• _Stated task 1_
How many copies were printed in the 1963 Arkham House edition of Who Fears the Devil?, according to the article about the book?
• _Stated task 2_
Carry the article about Who Fears the Devil? forward past its last sentence.

** Begin Excerpt **

Who Fears the Devil?
- Dust-jacket illustration by Lee Brown Coye for Who Fears the Devil?
- Author: Manly Wade Wellman
- Cover artist: Lee Brown Coye
- Language: English
- Genre: Fantasy, horror
- Publisher: Arkham House
- Publication date: 1963
- Publication place: United States
- Media type: Print (hardback)
- Pages: 213

= Who Fears the Devil? =

Who Fears the Devil? is a collection of fantasy and horror short stories by American author Manly Wade Wellman. It was released in 1963 by Arkham House in an edition of 2,058 copies and was Wellman's only book released by Arkham House. The collection consists of all of Wellman's Silver John stories that had been published at the time. They had all previously appeared in The Magazine of Fantasy & Science Fiction. Wellman contributed new short sketches to the collection. The book is dedicated to Wellman's friend, the North Carolina folkorist and musician Bascom Lamar Lunsford.

** End Excerpt **
** Begin Supplied data **

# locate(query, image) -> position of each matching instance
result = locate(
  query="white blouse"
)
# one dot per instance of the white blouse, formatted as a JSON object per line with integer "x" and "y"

** End Supplied data **

• _Output 1_
2,058 copies.

• _Output 2_
Darrell Schweitzer has described the book as a classic of fantasy literature, stating Who Fears The Devil? "has genuinely enriched the field because of its unique subject matter and Wellman's heartfelt enthusiasm for it".

==Contents==
Who Fears the Devil? contains eleven short stories, each preceded by a "sketch" about half a page in length and with no obvious connection to the stories preceding and following it.

|  | Sketch | Story |
|---|---|---|
| 1 | John's My Name | O Ugly Bird! |
| 2 | Why They're Named That | One Other |
| 3 | Then I Wasn't Alone | Shiver in the Pines |
| 4 | You Know the Tale of Hoph | Old Devlins Was A-Waiting |
| 5 | Find the Place Yourself | The Desrick on Yandro |
| 6 | The Stars Down There | Vandy, Vandy |
| 7 | Blue Monkey | Dumb Supper |
| 8 | I Can't Claim That | The Little Black Train |
| 9 | Who Else Could I Count On | Walk Like a Mountain |
| 10 | None Wiser for the Trip | On the Hills and Everywhere |
| 11 | Nary Spell | Nine Yards of Other Cloth |

==Sources==
- Jaffery, Sheldon (1989). "The Arkham House Companion"
- Chalker, Jack L. (1998). "The Science-Fantasy Publishers: A Bibliographic History, 1923-1998"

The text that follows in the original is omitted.